To do: Copy word for word the part of the passage below on the discriminant of a family of vectors, starting at "Main definition" and ending at "Algebra.discr K b ≠ 0.".

# START OF Passage given

Discriminant of a family of vectors

Given an A-algebra B and b, an ι-indexed family of elements of B, we define the discriminant of b as the determinant of the matrix whose (i j)-th element is the trace of b i * b j.

Main definition

• Algebra.discr A b : the discriminant of b : ι → B.

Main results

• Algebra.discr_zero_of_not_linearIndependent : if b is not linear independent, then Algebra.discr A b = 0.
• Algebra.discr_of_matrix_vecMul and Algebra.discr_of_matrix_mulVec : formulas relating Algebra.discr A ι b with Algebra.discr A (b ᵥ* P.map (algebraMap A B)) and Algebra.discr A (P.map (algebraMap A B) *ᵥ b).
• Algebra.discr_not_zero_of_basis : over a field, if b is a basis, then Algebra.discr K b ≠ 0.
• Algebra.discr_eq_det_embeddingsMatrixReindex_pow_two : if L/K is a field extension and b : ι → L, then discr K b is the square of the determinant of the matrix whose (i, j) coefficient is σⱼ (b i), where σⱼ : L →ₐ[K] E is the embedding in an algebraically closed field E corresponding to j : ι via a bijection e : ι ≃ (L →ₐ[K] E).
• Algebra.discr_powerBasis_eq_prod : the discriminant of a power basis.
• Algebra.discr_isIntegral : if K and L are fields and IsScalarTower R K L, if b : ι → L satisfies ∀ i, IsIntegral R (b i), then IsIntegral R (discr K b).

# END OF Passage given
# START OF Data segment

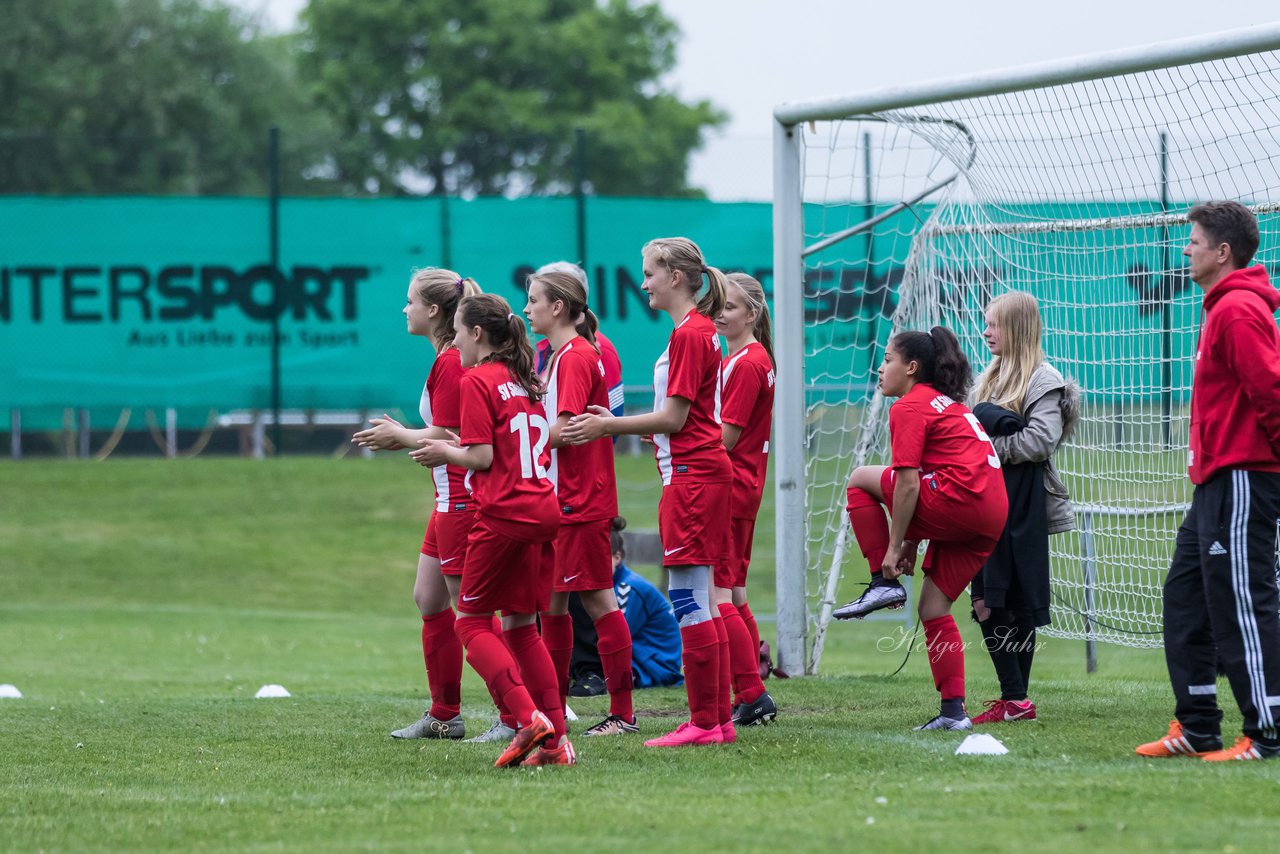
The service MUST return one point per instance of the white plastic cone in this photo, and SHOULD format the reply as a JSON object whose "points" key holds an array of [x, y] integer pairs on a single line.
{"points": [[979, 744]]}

# END OF Data segment

Response for this exercise:
Main definition

• Algebra.discr A b : the discriminant of b : ι → B.

Main results

• Algebra.discr_zero_of_not_linearIndependent : if b is not linear independent, then Algebra.discr A b = 0.
• Algebra.discr_of_matrix_vecMul and Algebra.discr_of_matrix_mulVec : formulas relating Algebra.discr A ι b with Algebra.discr A (b ᵥ* P.map (algebraMap A B)) and Algebra.discr A (P.map (algebraMap A B) *ᵥ b).
• Algebra.discr_not_zero_of_basis : over a field, if b is a basis, then Algebra.discr K b ≠ 0.